◆ EXERCISE AIM:
For the entries below, repeat exactly each line starting with the one that contains "Mark one point on each instance of the blue fishing" and going on through the one that contains "Mark one point on each instance of the wooden", and no others.

◆ PROVIDED DATA:
· · · · ·
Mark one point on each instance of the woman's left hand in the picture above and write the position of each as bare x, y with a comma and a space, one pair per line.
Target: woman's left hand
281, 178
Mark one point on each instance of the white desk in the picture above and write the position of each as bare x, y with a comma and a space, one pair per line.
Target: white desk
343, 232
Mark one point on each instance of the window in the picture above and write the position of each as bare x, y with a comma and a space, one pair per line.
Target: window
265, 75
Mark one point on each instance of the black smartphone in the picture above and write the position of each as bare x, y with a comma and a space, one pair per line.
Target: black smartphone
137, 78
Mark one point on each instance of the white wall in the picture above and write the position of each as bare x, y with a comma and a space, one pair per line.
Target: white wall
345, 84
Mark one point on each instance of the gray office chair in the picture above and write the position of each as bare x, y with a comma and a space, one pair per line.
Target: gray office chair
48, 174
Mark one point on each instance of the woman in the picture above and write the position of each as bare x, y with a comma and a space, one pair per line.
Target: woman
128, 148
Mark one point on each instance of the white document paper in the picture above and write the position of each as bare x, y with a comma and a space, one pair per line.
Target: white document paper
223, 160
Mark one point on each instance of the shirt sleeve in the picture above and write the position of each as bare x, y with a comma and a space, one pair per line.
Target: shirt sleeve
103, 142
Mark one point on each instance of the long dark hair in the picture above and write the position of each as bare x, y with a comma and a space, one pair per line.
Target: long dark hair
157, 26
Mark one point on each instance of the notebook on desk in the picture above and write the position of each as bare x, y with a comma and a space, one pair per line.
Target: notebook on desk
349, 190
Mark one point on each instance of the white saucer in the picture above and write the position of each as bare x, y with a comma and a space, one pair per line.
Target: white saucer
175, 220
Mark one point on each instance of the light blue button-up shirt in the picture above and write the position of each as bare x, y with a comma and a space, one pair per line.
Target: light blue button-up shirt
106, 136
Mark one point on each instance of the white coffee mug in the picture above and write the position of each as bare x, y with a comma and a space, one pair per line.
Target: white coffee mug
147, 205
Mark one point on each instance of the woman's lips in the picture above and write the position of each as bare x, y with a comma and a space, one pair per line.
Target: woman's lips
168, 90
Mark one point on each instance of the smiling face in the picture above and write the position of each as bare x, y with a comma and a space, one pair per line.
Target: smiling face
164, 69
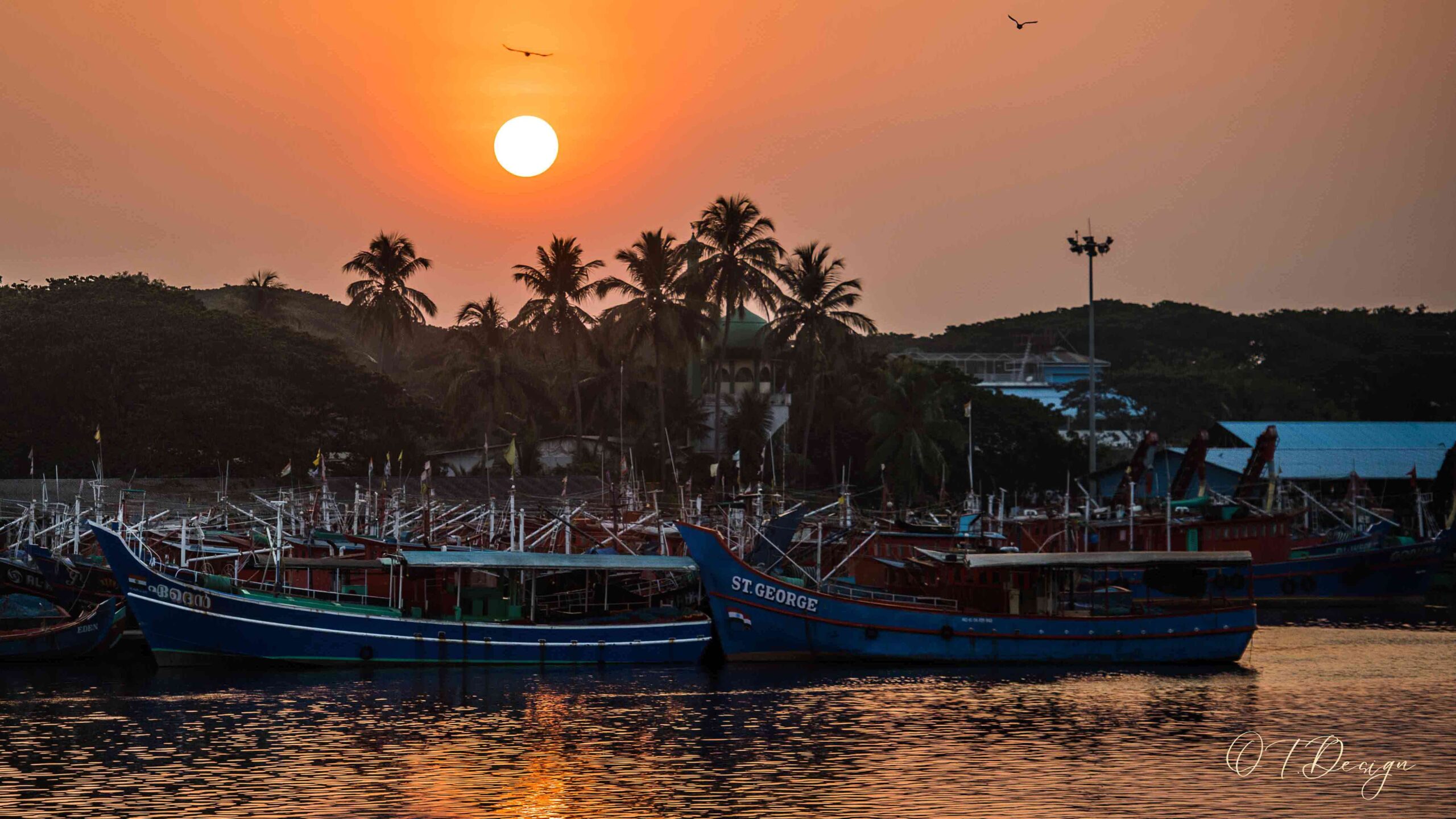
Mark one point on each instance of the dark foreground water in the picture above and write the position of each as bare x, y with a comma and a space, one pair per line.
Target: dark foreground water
772, 741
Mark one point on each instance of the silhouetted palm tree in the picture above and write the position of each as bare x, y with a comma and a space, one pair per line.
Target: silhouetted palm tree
659, 311
814, 315
383, 301
485, 318
736, 268
487, 371
908, 423
264, 288
561, 283
749, 432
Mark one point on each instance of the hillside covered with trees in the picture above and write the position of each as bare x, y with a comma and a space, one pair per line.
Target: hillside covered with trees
1192, 366
257, 375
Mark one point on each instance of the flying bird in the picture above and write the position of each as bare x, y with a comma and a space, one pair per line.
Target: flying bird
526, 53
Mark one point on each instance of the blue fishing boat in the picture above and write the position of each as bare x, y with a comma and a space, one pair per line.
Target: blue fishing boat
18, 574
75, 579
1372, 569
1031, 608
216, 620
31, 639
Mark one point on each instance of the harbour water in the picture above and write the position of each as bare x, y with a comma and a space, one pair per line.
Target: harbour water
744, 741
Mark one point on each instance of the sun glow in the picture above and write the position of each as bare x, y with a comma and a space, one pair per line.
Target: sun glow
526, 146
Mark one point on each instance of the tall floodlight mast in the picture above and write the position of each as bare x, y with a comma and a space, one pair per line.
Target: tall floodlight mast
1090, 247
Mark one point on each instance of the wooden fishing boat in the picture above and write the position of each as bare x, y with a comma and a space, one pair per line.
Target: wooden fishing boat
94, 631
421, 620
1030, 608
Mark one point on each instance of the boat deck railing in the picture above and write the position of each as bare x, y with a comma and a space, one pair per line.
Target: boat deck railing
861, 594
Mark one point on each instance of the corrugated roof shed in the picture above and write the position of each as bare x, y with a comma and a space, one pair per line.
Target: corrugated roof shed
1333, 449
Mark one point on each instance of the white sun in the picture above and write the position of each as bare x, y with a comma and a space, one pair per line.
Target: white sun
526, 146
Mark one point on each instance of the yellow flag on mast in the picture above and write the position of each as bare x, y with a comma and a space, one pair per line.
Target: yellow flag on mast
510, 455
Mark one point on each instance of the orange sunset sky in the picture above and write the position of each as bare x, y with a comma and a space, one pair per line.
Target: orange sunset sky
1246, 155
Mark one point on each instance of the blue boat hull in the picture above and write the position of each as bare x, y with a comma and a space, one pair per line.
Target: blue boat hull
763, 618
92, 633
1350, 573
187, 624
1356, 572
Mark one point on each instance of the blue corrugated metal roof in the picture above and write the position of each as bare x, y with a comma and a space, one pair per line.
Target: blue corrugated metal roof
1049, 397
1350, 435
547, 560
1325, 464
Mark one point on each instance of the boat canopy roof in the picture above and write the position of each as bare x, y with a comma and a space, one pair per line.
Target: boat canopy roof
542, 560
267, 561
1088, 560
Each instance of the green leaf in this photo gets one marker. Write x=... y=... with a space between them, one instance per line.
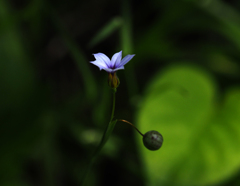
x=201 y=138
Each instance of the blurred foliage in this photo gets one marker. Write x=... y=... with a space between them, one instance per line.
x=183 y=81
x=201 y=135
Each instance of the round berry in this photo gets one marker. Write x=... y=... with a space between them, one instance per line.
x=152 y=140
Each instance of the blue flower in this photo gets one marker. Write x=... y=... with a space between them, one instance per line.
x=111 y=66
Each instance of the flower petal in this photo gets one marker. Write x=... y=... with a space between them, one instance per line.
x=100 y=64
x=126 y=59
x=116 y=59
x=113 y=70
x=102 y=58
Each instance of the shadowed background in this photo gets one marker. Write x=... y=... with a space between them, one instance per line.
x=183 y=82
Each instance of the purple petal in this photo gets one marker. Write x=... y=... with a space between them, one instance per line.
x=120 y=68
x=126 y=59
x=102 y=58
x=100 y=64
x=113 y=70
x=116 y=59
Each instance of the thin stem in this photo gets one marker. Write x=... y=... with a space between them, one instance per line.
x=104 y=139
x=125 y=121
x=113 y=108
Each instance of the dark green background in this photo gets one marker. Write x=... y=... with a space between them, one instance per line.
x=183 y=82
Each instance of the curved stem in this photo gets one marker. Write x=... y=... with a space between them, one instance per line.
x=125 y=121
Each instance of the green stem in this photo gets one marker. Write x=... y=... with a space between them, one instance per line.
x=105 y=137
x=125 y=121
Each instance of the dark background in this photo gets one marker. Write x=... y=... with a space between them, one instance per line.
x=55 y=105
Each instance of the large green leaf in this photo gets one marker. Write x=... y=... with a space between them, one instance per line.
x=201 y=136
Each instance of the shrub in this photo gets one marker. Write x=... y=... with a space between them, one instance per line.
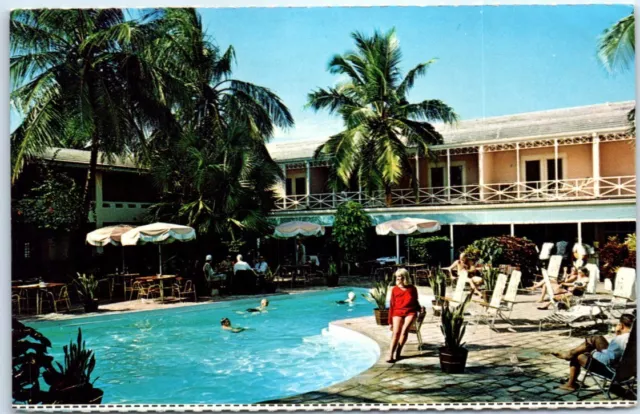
x=430 y=250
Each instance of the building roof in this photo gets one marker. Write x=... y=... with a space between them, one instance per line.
x=556 y=122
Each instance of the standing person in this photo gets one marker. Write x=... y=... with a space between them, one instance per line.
x=606 y=356
x=402 y=312
x=301 y=252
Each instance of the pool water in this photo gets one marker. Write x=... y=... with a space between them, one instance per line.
x=182 y=356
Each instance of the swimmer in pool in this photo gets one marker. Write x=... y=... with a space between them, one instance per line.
x=225 y=323
x=262 y=308
x=351 y=297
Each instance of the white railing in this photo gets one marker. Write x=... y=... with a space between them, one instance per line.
x=495 y=193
· · · · ·
◆ OUTPUT:
Mark one point on each instance of the blue fishing boat in the picture above and write the position of each as bare x, y with a comma and a space, one pair per line.
Target: blue fishing boat
18, 574
75, 579
1372, 569
1031, 608
216, 620
31, 639
Mark one point on each instance of the harbour water in the picture above and write the position of each as bare x, y with a comma and a space, one pair per line.
Target: harbour water
744, 741
Mark one point on each instance of the sun glow in the picture above and write the position of each as bare x, y with a comma and a space, one pair per line.
Target: sun glow
526, 146
Mark one point on each instance of the tall floodlight mast in the picture above and write the position of each as bare x, y with a comma and a space, one pair per line.
Target: tall floodlight mast
1090, 247
Mark one point on each instance of the wooden fishing boat in the picture above and write the position of each as bare x, y with a comma and a space, one pair per line.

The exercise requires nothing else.